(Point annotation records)

┌──

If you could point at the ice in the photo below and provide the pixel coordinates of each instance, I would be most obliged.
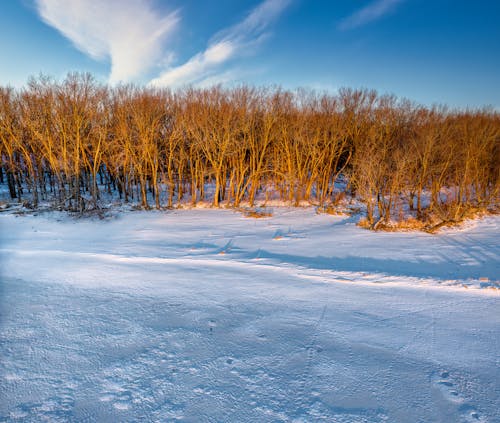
(140, 317)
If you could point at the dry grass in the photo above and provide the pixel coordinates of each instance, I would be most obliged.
(256, 213)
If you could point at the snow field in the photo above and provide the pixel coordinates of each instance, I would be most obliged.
(205, 315)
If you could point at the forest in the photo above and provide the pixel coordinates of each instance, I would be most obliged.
(76, 143)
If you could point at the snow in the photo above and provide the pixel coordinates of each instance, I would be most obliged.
(207, 315)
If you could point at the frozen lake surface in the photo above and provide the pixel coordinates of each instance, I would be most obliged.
(205, 315)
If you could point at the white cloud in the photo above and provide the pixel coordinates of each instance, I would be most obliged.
(224, 46)
(128, 32)
(369, 13)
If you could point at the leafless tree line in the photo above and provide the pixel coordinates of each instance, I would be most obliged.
(73, 141)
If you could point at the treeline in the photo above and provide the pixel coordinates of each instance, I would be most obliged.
(72, 142)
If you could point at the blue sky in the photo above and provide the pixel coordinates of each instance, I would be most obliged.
(431, 51)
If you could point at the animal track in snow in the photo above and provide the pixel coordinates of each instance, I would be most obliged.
(449, 391)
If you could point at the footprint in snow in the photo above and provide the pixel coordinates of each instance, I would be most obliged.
(444, 383)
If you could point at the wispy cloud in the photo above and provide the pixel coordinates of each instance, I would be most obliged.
(130, 33)
(224, 46)
(373, 11)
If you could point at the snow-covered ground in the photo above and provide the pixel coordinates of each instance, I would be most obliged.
(206, 315)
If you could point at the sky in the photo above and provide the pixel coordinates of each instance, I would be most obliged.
(430, 51)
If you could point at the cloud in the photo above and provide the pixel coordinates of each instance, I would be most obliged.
(130, 33)
(373, 11)
(224, 46)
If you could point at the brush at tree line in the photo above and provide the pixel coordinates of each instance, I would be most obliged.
(69, 142)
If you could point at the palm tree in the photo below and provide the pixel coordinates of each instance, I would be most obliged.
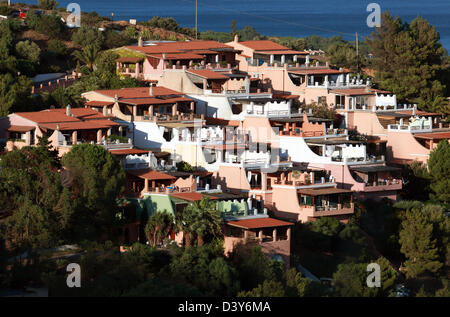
(201, 218)
(88, 55)
(158, 227)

└──

WHAT YOU WILL DO:
The entries above are to be returned exactly, without their pictures.

RESPONSE TO THE TASK:
If you could point at the ice in the photo below and provide the pixel coordinates of each instance, I would be most obliged.
(140, 317)
If you could point at the dry grass in the photo above and provide the pixel coordinates of each instance, I would be most obliged.
(256, 213)
If you could point at the snow field in the photo above and provide the pixel coordinates of each instance, I would be most obliged.
(205, 315)
If you could point at the forest in the photo above and provide the pixel coordinates of each instance, I would be most obliged.
(76, 143)
If you could point at the snow in the photo above and provide the pixel coordinates of each instance, I would be most obliged.
(207, 315)
If you could point at the frozen lake surface in the photo above and provide the pixel coordinates of each instance, I would be most obliged.
(205, 315)
If you could point at the white cloud in the photo above and provide the pixel coordinates of each instance, I would be most obliged.
(224, 46)
(128, 32)
(369, 13)
If you could point at the leafless tree line in the photo above and provide the pixel coordinates of each instance, I would be most obliged.
(73, 141)
If you could point at the treeline in the photo above and provide the pixel coordinates of each instance, I would be most obliged.
(72, 142)
If you could point at the blue sky in the photo above and provide the pixel coordinates of each instance, I would be most obliged.
(431, 51)
If you could point at the animal track in snow in the photo above and provide the pixel coordinates of each instance, I would be most obliged.
(449, 391)
If you could point at the footprint in snow in the photo above and provide the pixel coordinates of each instance, I would be most obliged.
(444, 383)
If you could point at the wispy cloud in the photo above and provide the pixel coordinates of each instance, I would be most obliged.
(130, 33)
(224, 46)
(373, 11)
If you could point at the snow-covered ground in the photo above and provide the pixel coordinates of each instance, I would be most obliged.
(206, 315)
If you could point at the sky in the photo above and provide the pixel coordinates of each instance, I would be most obliged.
(430, 51)
If you could point at the cloud in the photo above and provide the pixel coordinates of each instance, I would be most obliged.
(130, 33)
(373, 11)
(224, 46)
If you could point at the brush at tree line in the photo above and provide the pixel coordinates of each instance, I would be most obliged.
(69, 142)
If you could point at the palm tree in the photo below and provide the pixel coordinates of each instance, I would be most obliged.
(201, 218)
(88, 55)
(158, 227)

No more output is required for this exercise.